> **EXTRACT PROVIDED**
>>>
Same uncertainty value for every input #567

zedoul · 2023-02-21T17:09:26Z

🐛 Bug

Hi,

First of all, thank you for a great open source product! Here I think I found a potential issue on Opacus, so I would like to report the bug.

A short summary: An opacus-based classfication model generates the same uncertainty value for every input, when the number of feature is equal to 4, on Wine dataset.

My hypothesis at this moment is that this error is able to be reproduced when 1) a classification model 2) a tabular data and 3) the number of X is 4. The last condition may sound very strange and I try to reproduce the bug with another conditions, but that's where my conclusion is ended up right now. I am pretty sure that the number of features is not something related to a root cause and there must be another datasets that may cause the same error but without the third condition. However, at least I hope my sample code is something that is reproduciable on your local. Also, the data works fine on TensorFlow privacy equivalent implementation.

Here is my reproduced result. I tried to use Colab as you recommended but I unfortunately do not know how to use it. Instead, I copied and pasted the code and attached dataset. The dataset that I used is the kaggle Wine data. But, as I said, I faced the error on another data too.

My sample code is not really great, e.g., you may find some hyperparamters could be further improved, etc. Regardless, I expect that any output from Opacus-enhanced version of PyTorch should produce different uncertainty values if the inputs are different, especially when a normal PyTorch, without Opacus, generates different uncertainty values.

import torch
import numpy as np
import pandas as pd
import torch.nn as nn
import torch.optim as torch_optim
import torch.nn.functional as F

import opacus

batch_size = 50
epochs = 10
lr = 0.0001
n_class = 10

df = pd.read_csv("wine.csv")


X = df.iloc[:, 5:9]
y = df.iloc[:, -1]
X = X.to_numpy()
y = y.to_numpy()


assert(X.shape[1] == 4)

from sklearn.model_selection import train_test_split
from sklearn.preprocessing import LabelEncoder

train_priv_X, test_pub_X, train_priv_Y, test_pub_Y = train_test_split(X, y, test_size=0.2, stratify=y)

train_priv_Y = LabelEncoder().fit_transform(train_priv_Y)
test_pub_Y = LabelEncoder().fit_transform(test_pub_Y)

from torch.utils.data import Dataset, DataLoader
import numpy as np

class PowerDataset(Dataset):
    def __init__(self, X, Y):
        X = X.copy()
        self.X = X.astype(np.float32) #numerical columns
        self.y = Y

    def __len__(self):
        return len(self.y)

    def __getitem__(self, idx):
        return self.X[idx], self.y[idx]


train_ds = PowerDataset(train_priv_X, train_priv_Y)
test_ds = PowerDataset(test_pub_X, test_pub_Y)
train_dl = DataLoader(train_ds, batch_size=batch_size,shuffle=True)
test_dl = DataLoader(test_ds, batch_size=batch_size,shuffle=True)

class PowerModel(nn.Module):
    def __init__(self, n_cont, n_class):
        super().__init__()
        self.n_cont = n_cont
        self.n_class = n_class
        self.lin1 = nn.Linear(self.n_cont, 20)
<<<
> **DIRECTIVES**
[a] According to the Opacus bug report, which dataset did the reporter use to reproduce the issue?
[b] Carry on the Opacus bug report from the point where it stops.

> **GIVEN ENTRIES**
>>>
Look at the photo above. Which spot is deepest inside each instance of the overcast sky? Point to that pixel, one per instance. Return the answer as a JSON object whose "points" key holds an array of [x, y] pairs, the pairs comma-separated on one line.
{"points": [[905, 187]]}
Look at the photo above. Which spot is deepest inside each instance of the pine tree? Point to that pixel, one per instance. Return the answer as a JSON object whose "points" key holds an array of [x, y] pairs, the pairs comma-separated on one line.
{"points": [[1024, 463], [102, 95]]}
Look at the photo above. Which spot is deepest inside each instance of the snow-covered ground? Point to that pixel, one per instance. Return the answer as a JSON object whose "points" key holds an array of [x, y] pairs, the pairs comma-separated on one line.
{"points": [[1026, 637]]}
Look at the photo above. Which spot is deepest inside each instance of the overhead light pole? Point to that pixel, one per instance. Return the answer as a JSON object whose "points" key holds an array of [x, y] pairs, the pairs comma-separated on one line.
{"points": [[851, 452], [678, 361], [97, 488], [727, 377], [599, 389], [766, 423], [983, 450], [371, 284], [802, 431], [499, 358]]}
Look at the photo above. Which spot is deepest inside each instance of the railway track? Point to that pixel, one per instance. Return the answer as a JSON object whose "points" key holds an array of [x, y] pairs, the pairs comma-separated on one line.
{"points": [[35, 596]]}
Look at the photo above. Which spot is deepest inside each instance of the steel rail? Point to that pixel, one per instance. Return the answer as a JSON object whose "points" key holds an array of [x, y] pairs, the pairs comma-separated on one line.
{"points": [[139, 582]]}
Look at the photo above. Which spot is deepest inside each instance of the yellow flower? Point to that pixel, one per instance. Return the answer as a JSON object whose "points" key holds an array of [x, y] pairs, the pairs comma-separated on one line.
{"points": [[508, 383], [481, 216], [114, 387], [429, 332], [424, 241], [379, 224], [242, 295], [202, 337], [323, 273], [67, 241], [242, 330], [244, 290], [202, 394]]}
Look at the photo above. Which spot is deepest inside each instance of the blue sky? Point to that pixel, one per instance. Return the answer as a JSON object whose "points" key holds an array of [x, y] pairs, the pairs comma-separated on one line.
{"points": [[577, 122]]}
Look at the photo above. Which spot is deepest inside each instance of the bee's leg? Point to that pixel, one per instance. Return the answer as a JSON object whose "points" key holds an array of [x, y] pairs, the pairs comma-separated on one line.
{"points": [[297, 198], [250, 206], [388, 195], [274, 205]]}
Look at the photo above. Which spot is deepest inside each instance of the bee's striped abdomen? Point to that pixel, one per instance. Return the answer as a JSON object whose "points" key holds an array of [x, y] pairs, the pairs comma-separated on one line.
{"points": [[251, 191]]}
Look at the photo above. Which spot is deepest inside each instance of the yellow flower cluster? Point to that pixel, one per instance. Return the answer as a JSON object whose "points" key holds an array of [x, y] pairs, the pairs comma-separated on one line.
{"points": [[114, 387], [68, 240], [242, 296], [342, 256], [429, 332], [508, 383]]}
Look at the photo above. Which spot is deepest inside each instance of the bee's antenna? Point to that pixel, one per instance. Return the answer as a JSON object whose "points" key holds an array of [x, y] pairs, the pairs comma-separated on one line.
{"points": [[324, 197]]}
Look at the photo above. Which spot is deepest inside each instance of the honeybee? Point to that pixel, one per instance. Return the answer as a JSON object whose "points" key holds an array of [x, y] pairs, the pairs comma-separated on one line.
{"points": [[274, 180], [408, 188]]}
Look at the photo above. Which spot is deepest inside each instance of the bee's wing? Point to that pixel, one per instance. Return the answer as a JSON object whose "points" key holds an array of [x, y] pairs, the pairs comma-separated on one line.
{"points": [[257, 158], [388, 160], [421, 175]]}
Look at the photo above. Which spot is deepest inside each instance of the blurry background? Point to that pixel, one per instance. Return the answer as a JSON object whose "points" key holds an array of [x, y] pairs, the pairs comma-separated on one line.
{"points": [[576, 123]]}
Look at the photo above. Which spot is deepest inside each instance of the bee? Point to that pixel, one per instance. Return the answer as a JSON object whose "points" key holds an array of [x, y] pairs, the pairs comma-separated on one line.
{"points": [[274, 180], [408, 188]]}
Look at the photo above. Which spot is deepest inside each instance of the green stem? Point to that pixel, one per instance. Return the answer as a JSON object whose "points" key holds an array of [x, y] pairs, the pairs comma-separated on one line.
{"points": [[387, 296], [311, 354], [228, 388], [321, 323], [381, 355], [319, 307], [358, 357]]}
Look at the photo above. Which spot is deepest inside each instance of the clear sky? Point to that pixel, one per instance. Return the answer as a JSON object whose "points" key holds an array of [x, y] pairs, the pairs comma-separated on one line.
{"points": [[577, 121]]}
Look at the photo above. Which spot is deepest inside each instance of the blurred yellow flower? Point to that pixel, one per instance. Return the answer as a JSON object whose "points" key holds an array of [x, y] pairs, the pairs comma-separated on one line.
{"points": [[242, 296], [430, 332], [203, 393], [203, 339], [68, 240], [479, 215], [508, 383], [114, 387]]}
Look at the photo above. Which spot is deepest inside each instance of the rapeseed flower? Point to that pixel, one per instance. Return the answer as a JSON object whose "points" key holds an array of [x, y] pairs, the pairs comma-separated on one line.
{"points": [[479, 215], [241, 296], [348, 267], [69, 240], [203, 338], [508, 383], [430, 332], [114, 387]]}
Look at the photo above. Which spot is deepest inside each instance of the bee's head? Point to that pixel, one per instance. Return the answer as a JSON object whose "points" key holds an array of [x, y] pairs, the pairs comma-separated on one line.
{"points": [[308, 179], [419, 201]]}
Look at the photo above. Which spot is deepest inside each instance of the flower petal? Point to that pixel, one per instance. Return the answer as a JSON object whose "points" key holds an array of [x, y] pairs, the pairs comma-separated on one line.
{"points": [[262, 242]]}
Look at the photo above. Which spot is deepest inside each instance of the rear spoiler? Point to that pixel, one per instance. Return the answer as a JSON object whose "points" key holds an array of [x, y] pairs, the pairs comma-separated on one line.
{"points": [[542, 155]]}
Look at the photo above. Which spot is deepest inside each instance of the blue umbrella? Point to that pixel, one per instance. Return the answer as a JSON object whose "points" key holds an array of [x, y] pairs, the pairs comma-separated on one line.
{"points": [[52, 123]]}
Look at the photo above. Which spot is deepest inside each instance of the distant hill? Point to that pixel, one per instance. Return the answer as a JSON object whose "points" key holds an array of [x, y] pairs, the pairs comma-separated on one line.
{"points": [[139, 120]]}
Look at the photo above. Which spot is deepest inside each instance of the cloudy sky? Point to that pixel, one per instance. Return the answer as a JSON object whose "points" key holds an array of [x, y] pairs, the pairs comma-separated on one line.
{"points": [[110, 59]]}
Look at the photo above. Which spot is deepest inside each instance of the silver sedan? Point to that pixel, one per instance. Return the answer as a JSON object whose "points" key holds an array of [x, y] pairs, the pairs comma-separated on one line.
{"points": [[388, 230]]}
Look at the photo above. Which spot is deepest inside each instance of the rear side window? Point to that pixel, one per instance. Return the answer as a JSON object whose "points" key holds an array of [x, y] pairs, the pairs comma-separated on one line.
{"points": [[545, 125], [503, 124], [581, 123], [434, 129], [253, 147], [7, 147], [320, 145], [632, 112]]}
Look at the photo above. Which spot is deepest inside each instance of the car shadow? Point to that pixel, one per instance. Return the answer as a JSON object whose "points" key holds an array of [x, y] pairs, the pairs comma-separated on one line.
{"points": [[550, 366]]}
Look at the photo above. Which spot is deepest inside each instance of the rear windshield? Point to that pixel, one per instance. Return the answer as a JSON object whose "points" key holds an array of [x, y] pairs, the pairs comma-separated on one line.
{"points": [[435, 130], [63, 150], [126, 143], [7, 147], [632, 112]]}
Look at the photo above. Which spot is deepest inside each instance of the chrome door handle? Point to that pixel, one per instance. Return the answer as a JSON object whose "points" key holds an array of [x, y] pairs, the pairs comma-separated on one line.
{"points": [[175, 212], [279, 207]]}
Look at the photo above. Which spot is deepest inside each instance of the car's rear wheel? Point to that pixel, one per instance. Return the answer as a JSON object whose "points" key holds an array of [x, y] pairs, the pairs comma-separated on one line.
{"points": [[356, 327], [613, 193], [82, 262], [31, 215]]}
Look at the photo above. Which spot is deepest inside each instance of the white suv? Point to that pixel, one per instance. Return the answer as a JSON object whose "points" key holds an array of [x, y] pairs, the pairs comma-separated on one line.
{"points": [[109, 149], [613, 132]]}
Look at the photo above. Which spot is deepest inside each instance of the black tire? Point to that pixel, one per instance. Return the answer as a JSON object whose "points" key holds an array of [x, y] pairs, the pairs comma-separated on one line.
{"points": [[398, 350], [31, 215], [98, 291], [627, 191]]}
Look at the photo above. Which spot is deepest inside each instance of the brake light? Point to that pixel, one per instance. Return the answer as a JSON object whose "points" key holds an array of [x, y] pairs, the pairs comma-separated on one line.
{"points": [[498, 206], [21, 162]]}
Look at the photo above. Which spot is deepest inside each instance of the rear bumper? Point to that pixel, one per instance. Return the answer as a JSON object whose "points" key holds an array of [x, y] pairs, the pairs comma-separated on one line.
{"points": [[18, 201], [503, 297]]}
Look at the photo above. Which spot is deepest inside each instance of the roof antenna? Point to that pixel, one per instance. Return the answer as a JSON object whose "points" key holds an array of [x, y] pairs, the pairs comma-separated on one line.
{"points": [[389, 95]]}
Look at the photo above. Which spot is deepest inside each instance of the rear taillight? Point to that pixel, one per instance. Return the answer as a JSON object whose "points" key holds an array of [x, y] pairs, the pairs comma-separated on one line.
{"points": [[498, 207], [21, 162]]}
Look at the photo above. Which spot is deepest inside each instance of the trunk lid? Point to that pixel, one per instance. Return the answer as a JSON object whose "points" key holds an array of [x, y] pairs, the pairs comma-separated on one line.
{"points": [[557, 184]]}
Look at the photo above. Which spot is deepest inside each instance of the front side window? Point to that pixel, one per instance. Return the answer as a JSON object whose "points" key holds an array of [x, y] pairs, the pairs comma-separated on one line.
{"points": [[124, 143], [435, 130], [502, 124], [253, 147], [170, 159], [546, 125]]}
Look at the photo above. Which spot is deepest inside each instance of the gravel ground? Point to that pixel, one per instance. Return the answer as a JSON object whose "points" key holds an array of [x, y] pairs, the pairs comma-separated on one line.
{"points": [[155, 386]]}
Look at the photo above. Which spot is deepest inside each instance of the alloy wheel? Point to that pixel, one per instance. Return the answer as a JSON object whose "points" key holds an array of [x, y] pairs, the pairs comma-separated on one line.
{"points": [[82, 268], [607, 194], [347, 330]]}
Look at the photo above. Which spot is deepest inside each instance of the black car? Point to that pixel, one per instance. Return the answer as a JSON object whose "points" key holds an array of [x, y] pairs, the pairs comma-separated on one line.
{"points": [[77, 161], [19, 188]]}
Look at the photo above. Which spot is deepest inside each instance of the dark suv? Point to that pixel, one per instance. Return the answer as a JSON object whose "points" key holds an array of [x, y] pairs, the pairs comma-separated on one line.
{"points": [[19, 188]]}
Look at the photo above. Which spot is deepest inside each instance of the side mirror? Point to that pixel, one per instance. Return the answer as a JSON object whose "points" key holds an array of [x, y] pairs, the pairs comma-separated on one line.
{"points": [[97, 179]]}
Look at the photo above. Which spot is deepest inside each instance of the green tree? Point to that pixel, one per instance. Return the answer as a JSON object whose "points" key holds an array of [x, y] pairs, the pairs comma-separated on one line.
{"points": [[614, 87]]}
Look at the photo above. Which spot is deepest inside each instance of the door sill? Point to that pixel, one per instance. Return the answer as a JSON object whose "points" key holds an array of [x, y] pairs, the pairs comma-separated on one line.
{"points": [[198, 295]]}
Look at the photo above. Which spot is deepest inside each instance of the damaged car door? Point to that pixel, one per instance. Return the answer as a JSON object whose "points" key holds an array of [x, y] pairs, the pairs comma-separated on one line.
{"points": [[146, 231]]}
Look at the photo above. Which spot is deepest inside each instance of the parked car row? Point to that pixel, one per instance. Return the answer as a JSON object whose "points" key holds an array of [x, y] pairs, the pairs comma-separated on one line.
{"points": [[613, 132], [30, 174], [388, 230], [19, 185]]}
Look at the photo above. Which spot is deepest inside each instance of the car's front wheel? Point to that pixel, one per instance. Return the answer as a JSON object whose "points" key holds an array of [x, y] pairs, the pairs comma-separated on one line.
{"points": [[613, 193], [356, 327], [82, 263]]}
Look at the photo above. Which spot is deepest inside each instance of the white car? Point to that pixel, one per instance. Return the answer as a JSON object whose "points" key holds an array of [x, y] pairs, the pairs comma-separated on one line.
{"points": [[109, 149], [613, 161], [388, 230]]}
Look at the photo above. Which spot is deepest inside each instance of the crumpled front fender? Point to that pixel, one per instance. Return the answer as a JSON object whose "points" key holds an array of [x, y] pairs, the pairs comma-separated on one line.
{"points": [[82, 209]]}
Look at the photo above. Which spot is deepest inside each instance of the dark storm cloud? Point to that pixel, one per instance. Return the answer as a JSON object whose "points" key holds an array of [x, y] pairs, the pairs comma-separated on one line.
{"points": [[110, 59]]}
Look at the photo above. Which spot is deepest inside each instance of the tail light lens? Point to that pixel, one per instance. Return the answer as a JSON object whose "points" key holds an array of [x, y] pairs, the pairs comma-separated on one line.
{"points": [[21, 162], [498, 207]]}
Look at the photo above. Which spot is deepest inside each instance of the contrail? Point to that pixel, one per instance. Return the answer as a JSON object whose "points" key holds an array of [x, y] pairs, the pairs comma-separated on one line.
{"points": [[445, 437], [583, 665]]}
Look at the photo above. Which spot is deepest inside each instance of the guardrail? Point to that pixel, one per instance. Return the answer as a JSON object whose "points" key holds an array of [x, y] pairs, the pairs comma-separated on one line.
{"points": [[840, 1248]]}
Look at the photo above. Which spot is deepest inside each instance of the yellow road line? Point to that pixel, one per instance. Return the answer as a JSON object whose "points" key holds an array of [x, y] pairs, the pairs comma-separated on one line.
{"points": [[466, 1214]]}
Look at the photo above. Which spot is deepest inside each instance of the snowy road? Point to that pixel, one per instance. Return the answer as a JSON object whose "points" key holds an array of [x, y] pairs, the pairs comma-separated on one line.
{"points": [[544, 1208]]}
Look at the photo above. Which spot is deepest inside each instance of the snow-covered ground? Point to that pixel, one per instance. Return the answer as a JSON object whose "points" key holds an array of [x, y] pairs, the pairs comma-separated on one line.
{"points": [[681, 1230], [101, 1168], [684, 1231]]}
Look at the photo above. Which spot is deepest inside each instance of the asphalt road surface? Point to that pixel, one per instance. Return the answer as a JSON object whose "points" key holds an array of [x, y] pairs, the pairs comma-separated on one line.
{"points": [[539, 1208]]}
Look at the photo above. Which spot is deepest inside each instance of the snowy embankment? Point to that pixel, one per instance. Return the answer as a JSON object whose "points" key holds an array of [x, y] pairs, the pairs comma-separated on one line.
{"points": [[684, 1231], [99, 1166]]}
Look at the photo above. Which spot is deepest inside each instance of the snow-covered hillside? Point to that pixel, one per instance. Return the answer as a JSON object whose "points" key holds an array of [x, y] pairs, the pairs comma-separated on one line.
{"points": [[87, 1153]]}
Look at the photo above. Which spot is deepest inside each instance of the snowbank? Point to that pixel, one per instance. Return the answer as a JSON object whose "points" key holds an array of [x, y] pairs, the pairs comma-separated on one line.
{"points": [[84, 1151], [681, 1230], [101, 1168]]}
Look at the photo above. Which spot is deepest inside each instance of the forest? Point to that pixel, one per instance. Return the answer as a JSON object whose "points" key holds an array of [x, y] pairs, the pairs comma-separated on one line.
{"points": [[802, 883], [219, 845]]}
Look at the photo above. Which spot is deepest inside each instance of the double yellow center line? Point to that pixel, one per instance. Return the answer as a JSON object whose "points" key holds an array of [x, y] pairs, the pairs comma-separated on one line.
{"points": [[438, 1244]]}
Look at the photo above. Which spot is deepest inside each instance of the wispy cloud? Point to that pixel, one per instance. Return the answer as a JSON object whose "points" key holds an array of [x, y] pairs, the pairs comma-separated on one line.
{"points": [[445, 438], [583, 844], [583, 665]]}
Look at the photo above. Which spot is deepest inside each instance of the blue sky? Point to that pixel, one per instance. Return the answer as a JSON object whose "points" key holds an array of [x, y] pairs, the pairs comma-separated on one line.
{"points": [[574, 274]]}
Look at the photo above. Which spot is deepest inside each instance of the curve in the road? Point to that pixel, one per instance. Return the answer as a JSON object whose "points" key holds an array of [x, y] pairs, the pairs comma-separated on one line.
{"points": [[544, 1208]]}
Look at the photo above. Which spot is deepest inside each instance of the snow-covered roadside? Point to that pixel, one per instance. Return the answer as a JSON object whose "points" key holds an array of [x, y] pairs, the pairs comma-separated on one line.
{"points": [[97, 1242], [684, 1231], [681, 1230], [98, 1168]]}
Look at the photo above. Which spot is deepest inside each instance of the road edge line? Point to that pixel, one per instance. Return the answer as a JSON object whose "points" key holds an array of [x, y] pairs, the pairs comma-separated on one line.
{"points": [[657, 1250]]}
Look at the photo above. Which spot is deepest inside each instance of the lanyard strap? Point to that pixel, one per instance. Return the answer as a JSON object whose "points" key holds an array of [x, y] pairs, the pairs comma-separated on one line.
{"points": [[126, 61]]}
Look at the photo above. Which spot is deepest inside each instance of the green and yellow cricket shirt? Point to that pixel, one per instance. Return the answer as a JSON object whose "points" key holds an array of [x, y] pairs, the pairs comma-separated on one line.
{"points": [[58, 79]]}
<<<
> **TASK-BY-TASK OUTPUTS**
[a] The Kaggle Wine data.

[b]
        self.lin2 = nn.Linear(20, 20)
        self.lin3 = nn.Linear(20, self.n_class)
        self.bn1 = nn.BatchNorm1d(self.n_cont)
        self.bn2 = nn.BatchNorm1d(20)
        self.bn3 = nn.BatchNorm1d(20)

    def forward(self, x_cont):
        x = self.bn1(x_cont)
        x = F.relu(self.lin1(x))
        x = self.bn2(x)
        x = F.relu(self.lin2(x))
        x = self.bn3(x)
        x = self.lin3(x)
        return x

n_col = train_priv_X.shape[1]
model = PowerModel(n_col, n_class)
optim = torch_optim.Adam(model.parameters(), lr=lr)

def train_model(model, optim, train_dl):
    model.train()
    total = 0
    sum_loss = 0
    for x, y in train_dl:
        batch = y.shape[0]
        output = model(x)
        loss = F.cross_entropy(output, y)
        optim.zero_grad()
        loss.backward()
        optim.step()
        total += batch
        sum_loss += batch*(loss.item())
    return sum_loss/total

def val_loss(model, valid_dl):
    model.eval()
    total = 0
    sum_loss = 0
    correct = 0
    for x, y in valid_dl:
        current_batch_size = y.shape[0]
        out = model(x)
        loss = F.cross_entropy(out, y)
        sum_loss += current_batch_size*(loss.item())
        total += current_batch_size
        pred = torch.max(out, 1)[1]
        correct += (pred == y).float().sum().item()
    return sum_loss/total, correct/total

def train_loop(model, epochs, optim, train_dl, test_dl):
    for i in range(epochs):
        loss = train_model(model, optim, train_dl)
        print(i, "training loss: ", loss)
        vloss, accr = val_loss(model, train_dl)
        print("train: valid loss %.3f and accuracy %.3f" % (vloss, accr))
        vloss, accr = val_loss(model, test_dl)
        print("test: valid loss %.3f and accuracy %.3f" % (vloss, accr))

from sklearn import preprocessing

def calc_uncertainty(model, target_ds):
    target_dl = DataLoader(target_ds, batch_size=batch_size,shuffle=True)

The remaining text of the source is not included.